# Activity
Your output must be a faithful copy of the listing underneath.
------ Records provided ------
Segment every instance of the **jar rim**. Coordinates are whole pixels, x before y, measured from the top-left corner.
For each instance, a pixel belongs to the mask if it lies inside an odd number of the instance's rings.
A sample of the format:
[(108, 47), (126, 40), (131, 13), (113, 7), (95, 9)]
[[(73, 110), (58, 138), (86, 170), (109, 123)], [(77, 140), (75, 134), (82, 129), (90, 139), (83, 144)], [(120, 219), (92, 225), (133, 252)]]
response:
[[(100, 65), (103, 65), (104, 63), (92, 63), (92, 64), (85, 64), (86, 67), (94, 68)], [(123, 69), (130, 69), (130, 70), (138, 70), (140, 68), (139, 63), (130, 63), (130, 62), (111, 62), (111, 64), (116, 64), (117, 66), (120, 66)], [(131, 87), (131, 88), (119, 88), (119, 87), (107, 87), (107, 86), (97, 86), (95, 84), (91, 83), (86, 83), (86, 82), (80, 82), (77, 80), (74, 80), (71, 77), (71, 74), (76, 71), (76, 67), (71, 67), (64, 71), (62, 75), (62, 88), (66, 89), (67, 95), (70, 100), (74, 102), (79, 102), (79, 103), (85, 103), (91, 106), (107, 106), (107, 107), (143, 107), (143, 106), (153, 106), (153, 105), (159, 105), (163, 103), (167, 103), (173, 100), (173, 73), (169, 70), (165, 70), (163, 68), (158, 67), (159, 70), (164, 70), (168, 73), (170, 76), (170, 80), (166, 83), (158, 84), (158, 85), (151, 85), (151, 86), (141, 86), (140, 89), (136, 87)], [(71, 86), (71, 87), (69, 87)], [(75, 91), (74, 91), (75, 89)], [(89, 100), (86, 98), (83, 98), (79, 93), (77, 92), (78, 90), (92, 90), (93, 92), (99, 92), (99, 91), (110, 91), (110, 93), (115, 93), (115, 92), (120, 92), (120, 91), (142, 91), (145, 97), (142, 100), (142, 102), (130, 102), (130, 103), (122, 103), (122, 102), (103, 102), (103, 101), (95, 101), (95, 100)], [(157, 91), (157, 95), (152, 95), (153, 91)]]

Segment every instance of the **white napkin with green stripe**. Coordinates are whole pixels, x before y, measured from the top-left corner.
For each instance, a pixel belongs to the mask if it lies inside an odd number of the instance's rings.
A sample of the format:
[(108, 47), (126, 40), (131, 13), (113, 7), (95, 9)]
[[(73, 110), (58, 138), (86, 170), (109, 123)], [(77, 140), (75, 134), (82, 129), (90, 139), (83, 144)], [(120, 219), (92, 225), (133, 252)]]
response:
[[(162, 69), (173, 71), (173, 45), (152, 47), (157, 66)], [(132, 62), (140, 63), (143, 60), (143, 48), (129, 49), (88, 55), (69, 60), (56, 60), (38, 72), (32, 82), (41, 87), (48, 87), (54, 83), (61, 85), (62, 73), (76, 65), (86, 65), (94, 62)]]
------
# Output of the exercise
Segment every instance of the **jar rim**. Coordinates are whole pixels, x before y, measured from the top-left corner.
For each instance, a pixel belongs to the mask if it lies inside an odd number of the instance's rings.
A sample of the format:
[(108, 47), (126, 40), (131, 13), (113, 7), (95, 9)]
[[(73, 110), (58, 138), (86, 170), (109, 123)], [(77, 140), (75, 134), (82, 129), (90, 139), (83, 144)], [(120, 219), (92, 225), (133, 252)]]
response:
[[(100, 65), (103, 65), (104, 63), (92, 63), (92, 64), (85, 64), (86, 67), (94, 68)], [(123, 69), (130, 69), (130, 70), (138, 70), (140, 68), (139, 63), (130, 63), (130, 62), (111, 62), (111, 64), (116, 64), (117, 66), (120, 66)], [(131, 87), (131, 88), (119, 88), (119, 87), (107, 87), (107, 86), (97, 86), (95, 84), (91, 83), (86, 83), (86, 82), (80, 82), (77, 80), (74, 80), (71, 77), (71, 74), (76, 71), (76, 67), (71, 67), (64, 71), (62, 75), (62, 88), (66, 89), (67, 95), (70, 100), (74, 102), (79, 102), (79, 103), (85, 103), (91, 106), (107, 106), (107, 107), (143, 107), (143, 106), (153, 106), (153, 105), (159, 105), (163, 103), (167, 103), (173, 100), (173, 73), (169, 70), (165, 70), (163, 68), (158, 67), (159, 70), (164, 70), (168, 73), (170, 76), (170, 80), (166, 83), (158, 84), (158, 85), (151, 85), (151, 86), (141, 86), (140, 89), (136, 87)], [(71, 86), (71, 87), (69, 87)], [(75, 91), (74, 91), (75, 89)], [(89, 100), (86, 98), (83, 98), (79, 93), (77, 92), (78, 90), (92, 90), (93, 92), (99, 92), (99, 91), (110, 91), (110, 93), (115, 93), (115, 92), (120, 92), (120, 91), (142, 91), (145, 97), (142, 100), (142, 102), (130, 102), (130, 103), (122, 103), (122, 102), (103, 102), (103, 101), (95, 101), (95, 100)], [(157, 91), (157, 95), (152, 95), (153, 91)]]

Segment every instance of the **white napkin with green stripe**. Coordinates are whole pixels, x before y, measured from the top-left corner.
For each instance, a pixel belongs to the mask if it lies inside an odd number of the instance's rings.
A sample of the format:
[(108, 47), (126, 40), (131, 13), (113, 7), (95, 9)]
[[(73, 110), (58, 138), (86, 170), (109, 123)], [(77, 140), (75, 134), (82, 129), (90, 139), (83, 144)], [(120, 219), (92, 225), (133, 252)]]
response:
[[(162, 69), (173, 71), (173, 45), (152, 47), (157, 66)], [(132, 62), (140, 63), (143, 60), (143, 48), (129, 49), (88, 55), (69, 60), (56, 60), (38, 72), (32, 82), (41, 87), (48, 87), (54, 83), (61, 85), (62, 73), (76, 65), (86, 65), (94, 62)]]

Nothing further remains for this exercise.